Problem details: Return every entry exactly as written, with the pictures removed.

Photo-based referring expression data

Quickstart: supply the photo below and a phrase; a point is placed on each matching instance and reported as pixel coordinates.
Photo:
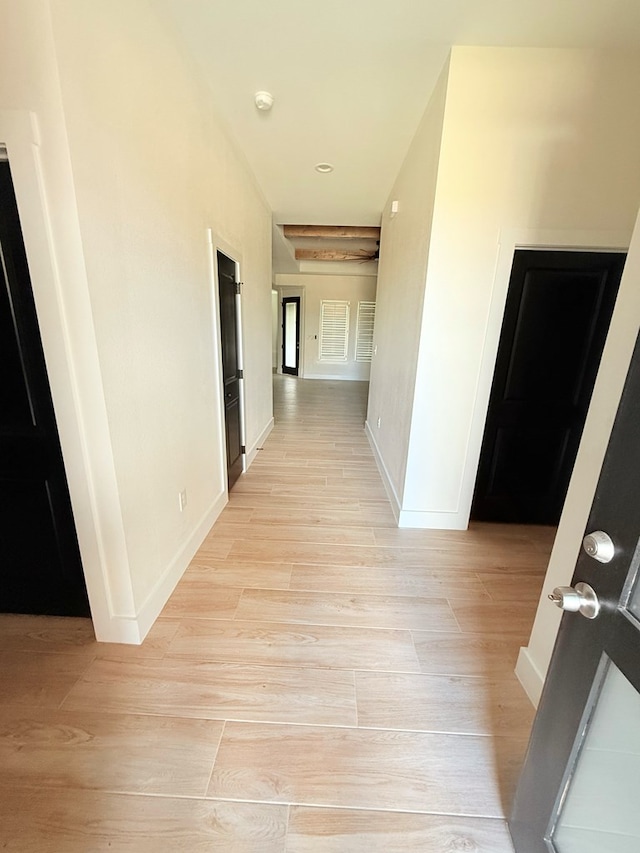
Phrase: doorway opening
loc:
(291, 335)
(229, 291)
(557, 314)
(41, 566)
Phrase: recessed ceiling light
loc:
(264, 100)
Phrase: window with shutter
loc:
(364, 332)
(334, 330)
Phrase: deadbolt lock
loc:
(579, 599)
(599, 545)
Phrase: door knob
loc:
(599, 545)
(579, 599)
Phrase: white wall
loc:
(538, 147)
(313, 289)
(145, 173)
(402, 270)
(625, 323)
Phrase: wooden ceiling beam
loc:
(332, 232)
(330, 255)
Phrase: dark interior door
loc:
(227, 292)
(557, 315)
(578, 792)
(40, 568)
(291, 335)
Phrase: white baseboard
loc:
(432, 520)
(133, 630)
(382, 468)
(332, 376)
(252, 451)
(529, 676)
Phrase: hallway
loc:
(319, 682)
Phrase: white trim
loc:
(68, 339)
(529, 676)
(167, 582)
(252, 451)
(339, 377)
(214, 245)
(384, 474)
(509, 241)
(432, 520)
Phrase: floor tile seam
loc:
(300, 625)
(364, 808)
(296, 665)
(48, 651)
(422, 734)
(436, 600)
(215, 756)
(76, 681)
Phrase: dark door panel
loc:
(291, 335)
(227, 293)
(40, 567)
(557, 315)
(579, 785)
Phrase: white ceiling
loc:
(351, 79)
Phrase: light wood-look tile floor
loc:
(319, 682)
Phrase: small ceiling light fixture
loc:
(264, 100)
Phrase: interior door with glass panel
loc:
(291, 335)
(579, 791)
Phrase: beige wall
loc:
(537, 147)
(146, 176)
(625, 323)
(312, 290)
(404, 250)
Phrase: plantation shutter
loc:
(364, 333)
(334, 330)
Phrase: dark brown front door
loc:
(291, 335)
(578, 792)
(557, 315)
(40, 568)
(227, 292)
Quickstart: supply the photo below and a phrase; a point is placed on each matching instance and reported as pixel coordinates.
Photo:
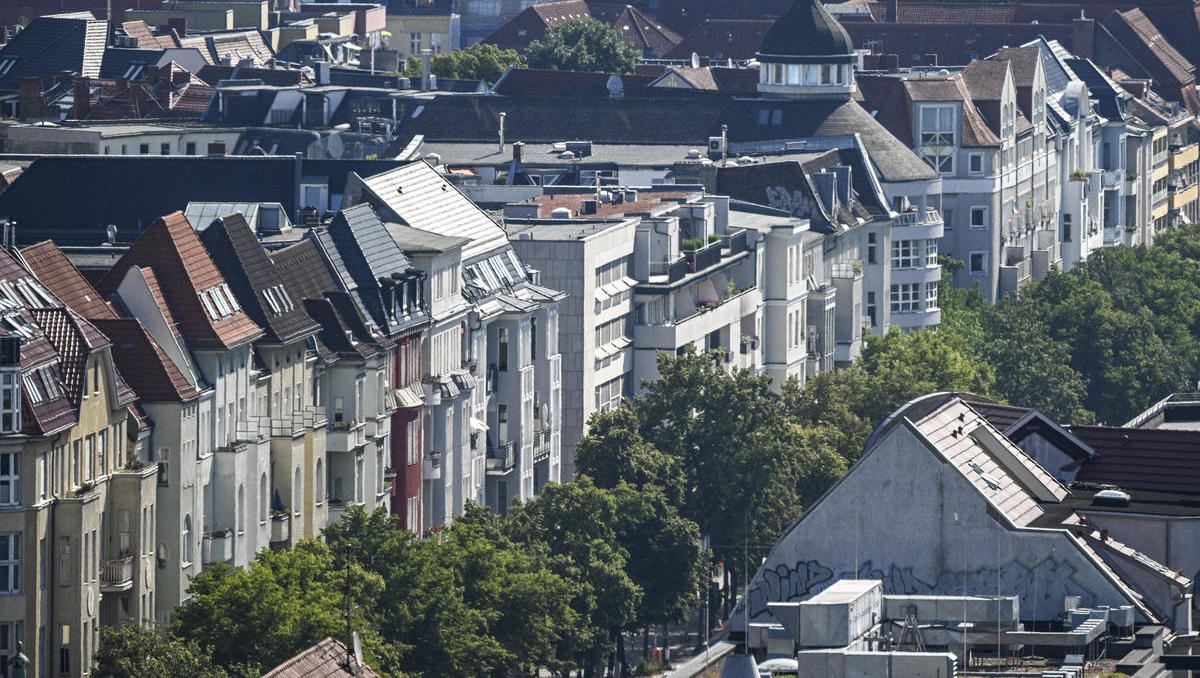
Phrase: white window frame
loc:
(10, 563)
(905, 298)
(983, 221)
(983, 265)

Answer space:
Quickstart: supply the photo below and a phrase; a point is placed on each matching instance and reported as pixel coordinates.
Photo:
Phrase: doorway opening
loc:
(291, 335)
(229, 291)
(557, 314)
(41, 566)
Phrase: recessed ceiling light
loc:
(264, 100)
Phrase: window with shutter
loc:
(364, 332)
(334, 330)
Phrase: deadbolt lock
loc:
(579, 599)
(599, 545)
Phrase: door knob
loc:
(599, 545)
(579, 599)
Phrase: white wall
loc:
(538, 147)
(313, 289)
(145, 173)
(402, 270)
(625, 323)
Phrase: wooden ceiling beam
loc:
(332, 232)
(330, 255)
Phrase: dark interior door
loc:
(227, 292)
(557, 315)
(578, 792)
(40, 568)
(291, 335)
Phrase: white baseboard
loc:
(432, 520)
(133, 630)
(382, 468)
(332, 376)
(252, 451)
(529, 676)
Phrase: hallway
loc:
(319, 682)
Phrase: white trim
loc:
(68, 339)
(529, 676)
(167, 582)
(252, 451)
(339, 377)
(214, 245)
(384, 474)
(509, 241)
(432, 520)
Phrase: floor tile seam
loc:
(300, 625)
(364, 808)
(296, 665)
(48, 651)
(422, 734)
(436, 600)
(215, 756)
(76, 681)
Phrase: dark door panel
loc:
(291, 335)
(227, 293)
(40, 567)
(557, 315)
(579, 785)
Phrase: white ceiling
loc:
(351, 79)
Phrase: light wood-look tile floor
loc:
(319, 682)
Phrase: small ceiling light fixture
loc:
(264, 100)
Phrase: interior door with glass panel
loc:
(291, 335)
(579, 791)
Phrase: beige wall
loc:
(537, 147)
(146, 176)
(625, 323)
(312, 290)
(404, 250)
Phrase: plantation shutter
loc:
(364, 333)
(334, 330)
Phrase: dark brown front door
loc:
(291, 335)
(578, 792)
(557, 315)
(40, 568)
(227, 292)
Quickstart: supply the photo below and a phrase; a point is placed on each matching instance and reported as pixel coordinates.
Photo:
Phrase: white window frame
loc:
(10, 563)
(905, 298)
(983, 221)
(983, 265)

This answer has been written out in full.